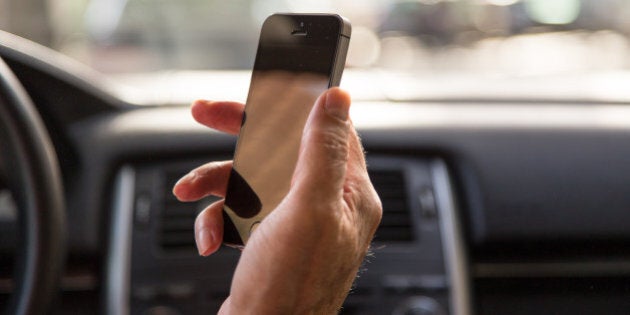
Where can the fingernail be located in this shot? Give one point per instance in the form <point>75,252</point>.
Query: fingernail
<point>203,238</point>
<point>188,177</point>
<point>336,109</point>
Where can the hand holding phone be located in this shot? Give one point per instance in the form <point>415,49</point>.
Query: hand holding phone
<point>299,56</point>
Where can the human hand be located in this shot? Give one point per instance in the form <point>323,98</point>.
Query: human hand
<point>305,255</point>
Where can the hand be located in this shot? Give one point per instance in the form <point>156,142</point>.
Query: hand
<point>304,256</point>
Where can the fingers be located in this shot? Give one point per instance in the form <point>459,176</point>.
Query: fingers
<point>222,116</point>
<point>323,156</point>
<point>209,229</point>
<point>208,179</point>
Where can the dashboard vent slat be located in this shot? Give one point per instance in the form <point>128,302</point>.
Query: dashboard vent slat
<point>396,225</point>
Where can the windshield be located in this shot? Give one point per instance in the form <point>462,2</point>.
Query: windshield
<point>444,44</point>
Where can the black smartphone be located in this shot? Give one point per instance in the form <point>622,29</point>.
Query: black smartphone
<point>299,56</point>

REQUIRED ACTION:
Each entry must be retyped word for word, with every image omitted.

RESULT:
Where can the fingernail be located in this shot? Give one point per instance in the form <point>75,252</point>.
Query: fingernail
<point>203,238</point>
<point>188,177</point>
<point>336,109</point>
Where can the hand holding phone be located in this shot? Give one point per instance in the form <point>415,49</point>.
Query: hand holding phone
<point>299,56</point>
Where can the human hand be located in this shot? Give one point per instance in the form <point>323,98</point>.
Query: human hand
<point>305,255</point>
Where can the hand be located in this shot? Give one point per instance in the form <point>156,142</point>.
Query: hand
<point>304,256</point>
Where can the fingers be located in this shot? Give one point per instance in the form <point>459,176</point>.
Query: fingers
<point>222,116</point>
<point>323,156</point>
<point>209,229</point>
<point>208,179</point>
Where can the dashboard vent slat be located in this shot? Give one point per instance in the form <point>128,302</point>.
Query: dashboard vent slat
<point>396,225</point>
Where can the windshield be located in this shot? Give one point per instance in the form <point>462,2</point>.
Query: windshield
<point>444,44</point>
Where can the black smartphone be located in this shot? Give one point per instance in the form <point>622,29</point>.
Query: black smartphone
<point>299,56</point>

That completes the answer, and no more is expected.